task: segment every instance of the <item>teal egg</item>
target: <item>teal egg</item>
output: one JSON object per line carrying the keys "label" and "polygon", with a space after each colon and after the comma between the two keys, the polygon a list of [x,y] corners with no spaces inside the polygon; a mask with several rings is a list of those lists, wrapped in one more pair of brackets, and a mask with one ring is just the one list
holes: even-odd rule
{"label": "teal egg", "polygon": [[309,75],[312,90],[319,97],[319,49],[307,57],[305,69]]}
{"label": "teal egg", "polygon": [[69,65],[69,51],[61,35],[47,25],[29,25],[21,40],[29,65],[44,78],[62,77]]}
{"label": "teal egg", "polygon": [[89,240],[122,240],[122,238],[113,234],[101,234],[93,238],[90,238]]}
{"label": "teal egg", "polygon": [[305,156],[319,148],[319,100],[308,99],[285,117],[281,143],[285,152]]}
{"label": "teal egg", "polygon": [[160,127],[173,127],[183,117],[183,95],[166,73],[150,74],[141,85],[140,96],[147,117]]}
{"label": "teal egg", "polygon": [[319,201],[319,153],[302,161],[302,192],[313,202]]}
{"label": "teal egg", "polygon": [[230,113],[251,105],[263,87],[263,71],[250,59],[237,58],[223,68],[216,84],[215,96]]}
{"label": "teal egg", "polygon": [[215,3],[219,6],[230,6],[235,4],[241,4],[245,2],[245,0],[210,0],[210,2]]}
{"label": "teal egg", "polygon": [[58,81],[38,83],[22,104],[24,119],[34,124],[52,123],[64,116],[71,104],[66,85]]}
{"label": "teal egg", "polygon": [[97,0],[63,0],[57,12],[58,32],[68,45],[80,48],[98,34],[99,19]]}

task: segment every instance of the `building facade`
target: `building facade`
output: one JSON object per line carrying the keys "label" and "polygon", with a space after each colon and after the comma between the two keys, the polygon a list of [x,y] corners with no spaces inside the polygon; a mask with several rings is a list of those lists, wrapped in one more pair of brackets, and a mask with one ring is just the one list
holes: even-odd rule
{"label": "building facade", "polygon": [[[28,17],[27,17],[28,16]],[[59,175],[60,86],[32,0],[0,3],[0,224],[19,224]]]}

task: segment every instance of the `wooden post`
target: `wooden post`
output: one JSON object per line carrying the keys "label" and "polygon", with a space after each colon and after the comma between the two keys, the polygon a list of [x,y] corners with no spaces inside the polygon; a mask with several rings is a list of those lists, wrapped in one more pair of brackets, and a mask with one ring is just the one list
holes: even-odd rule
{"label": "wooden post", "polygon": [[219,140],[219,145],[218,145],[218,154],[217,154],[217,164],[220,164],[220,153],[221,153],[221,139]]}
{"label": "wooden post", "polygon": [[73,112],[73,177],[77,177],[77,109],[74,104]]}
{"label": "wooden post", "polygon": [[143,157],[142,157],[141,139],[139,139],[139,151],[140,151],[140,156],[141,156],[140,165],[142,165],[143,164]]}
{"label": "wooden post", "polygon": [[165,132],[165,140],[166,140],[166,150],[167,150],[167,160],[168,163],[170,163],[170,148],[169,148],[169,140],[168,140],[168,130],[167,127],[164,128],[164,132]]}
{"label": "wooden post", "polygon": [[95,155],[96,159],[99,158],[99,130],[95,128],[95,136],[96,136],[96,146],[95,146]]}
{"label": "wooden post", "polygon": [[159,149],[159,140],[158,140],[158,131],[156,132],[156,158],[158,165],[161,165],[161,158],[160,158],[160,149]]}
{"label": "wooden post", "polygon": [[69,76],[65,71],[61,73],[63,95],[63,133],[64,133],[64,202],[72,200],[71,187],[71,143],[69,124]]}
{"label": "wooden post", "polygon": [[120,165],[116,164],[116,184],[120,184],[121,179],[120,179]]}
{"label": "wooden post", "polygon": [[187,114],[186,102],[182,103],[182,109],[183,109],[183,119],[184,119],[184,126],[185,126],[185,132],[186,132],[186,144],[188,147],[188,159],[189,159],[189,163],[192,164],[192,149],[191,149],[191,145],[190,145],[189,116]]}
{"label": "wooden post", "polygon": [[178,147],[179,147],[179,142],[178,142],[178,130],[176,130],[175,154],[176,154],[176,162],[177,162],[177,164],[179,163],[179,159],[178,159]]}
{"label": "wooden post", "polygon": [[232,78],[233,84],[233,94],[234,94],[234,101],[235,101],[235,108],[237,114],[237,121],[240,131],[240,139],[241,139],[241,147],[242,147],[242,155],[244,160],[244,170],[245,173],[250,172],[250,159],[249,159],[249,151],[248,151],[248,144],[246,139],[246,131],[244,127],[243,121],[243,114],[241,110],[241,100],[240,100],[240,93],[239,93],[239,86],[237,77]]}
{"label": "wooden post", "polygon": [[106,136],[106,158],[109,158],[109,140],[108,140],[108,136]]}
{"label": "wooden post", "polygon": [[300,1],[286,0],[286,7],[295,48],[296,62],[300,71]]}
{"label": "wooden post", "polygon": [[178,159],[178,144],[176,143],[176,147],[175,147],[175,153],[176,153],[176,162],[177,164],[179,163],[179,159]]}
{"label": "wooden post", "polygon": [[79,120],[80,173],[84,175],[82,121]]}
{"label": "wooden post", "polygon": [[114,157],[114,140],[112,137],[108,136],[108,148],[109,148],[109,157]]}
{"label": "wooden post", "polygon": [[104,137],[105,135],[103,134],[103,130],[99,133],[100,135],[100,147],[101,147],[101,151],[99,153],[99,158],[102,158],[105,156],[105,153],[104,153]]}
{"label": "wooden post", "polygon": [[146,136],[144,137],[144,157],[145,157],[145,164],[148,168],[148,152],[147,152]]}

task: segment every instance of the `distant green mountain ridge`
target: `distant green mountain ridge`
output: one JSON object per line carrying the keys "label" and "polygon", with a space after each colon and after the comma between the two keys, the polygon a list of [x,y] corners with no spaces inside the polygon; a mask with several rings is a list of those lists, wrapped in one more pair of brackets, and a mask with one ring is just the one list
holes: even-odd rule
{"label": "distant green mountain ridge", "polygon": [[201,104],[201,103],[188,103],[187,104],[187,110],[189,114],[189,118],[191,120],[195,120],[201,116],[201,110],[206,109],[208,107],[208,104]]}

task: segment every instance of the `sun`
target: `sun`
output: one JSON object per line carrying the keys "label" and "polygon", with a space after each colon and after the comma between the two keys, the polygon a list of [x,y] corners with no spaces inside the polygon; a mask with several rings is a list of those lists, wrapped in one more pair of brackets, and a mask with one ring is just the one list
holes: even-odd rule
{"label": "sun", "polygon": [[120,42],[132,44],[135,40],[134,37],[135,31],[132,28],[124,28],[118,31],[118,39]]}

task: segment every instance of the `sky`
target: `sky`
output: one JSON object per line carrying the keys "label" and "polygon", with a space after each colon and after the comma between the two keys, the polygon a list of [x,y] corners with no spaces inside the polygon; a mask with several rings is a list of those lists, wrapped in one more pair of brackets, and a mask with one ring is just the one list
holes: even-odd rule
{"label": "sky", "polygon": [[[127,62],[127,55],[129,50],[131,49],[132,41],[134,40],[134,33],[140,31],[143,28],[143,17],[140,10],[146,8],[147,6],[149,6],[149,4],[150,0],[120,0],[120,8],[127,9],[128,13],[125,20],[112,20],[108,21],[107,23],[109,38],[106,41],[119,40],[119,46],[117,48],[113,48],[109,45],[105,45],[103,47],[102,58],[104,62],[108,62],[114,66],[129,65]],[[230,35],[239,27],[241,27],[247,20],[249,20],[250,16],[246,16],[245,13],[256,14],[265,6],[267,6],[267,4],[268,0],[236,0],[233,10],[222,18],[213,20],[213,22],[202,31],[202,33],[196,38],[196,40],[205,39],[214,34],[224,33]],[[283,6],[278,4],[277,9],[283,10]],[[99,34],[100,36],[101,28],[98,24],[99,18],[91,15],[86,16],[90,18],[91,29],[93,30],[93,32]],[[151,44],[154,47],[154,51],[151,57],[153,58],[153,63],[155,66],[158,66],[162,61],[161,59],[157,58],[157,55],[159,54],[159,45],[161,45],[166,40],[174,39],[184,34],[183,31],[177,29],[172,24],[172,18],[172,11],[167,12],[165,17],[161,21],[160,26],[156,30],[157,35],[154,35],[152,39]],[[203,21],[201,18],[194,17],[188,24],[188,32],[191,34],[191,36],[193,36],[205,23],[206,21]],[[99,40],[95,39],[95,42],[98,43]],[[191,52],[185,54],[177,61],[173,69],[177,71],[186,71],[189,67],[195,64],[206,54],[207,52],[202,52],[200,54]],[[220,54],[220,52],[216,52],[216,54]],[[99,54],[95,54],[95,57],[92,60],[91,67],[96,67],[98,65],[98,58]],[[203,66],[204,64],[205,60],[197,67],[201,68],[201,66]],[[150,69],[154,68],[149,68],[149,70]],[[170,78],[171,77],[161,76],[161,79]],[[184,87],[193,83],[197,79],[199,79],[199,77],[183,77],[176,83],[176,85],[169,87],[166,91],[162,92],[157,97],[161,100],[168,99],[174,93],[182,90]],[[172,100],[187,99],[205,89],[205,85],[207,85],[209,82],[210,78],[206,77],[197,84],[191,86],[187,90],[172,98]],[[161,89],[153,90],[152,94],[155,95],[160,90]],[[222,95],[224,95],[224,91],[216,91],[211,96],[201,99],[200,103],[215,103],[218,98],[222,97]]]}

——

EXERCISE GOAL: Each line above that contains the word "target" must be copied.

EXERCISE RESULT:
target: <item>teal egg</item>
target: `building facade`
target: `wooden post`
target: `distant green mountain ridge`
target: `sun`
target: `sky`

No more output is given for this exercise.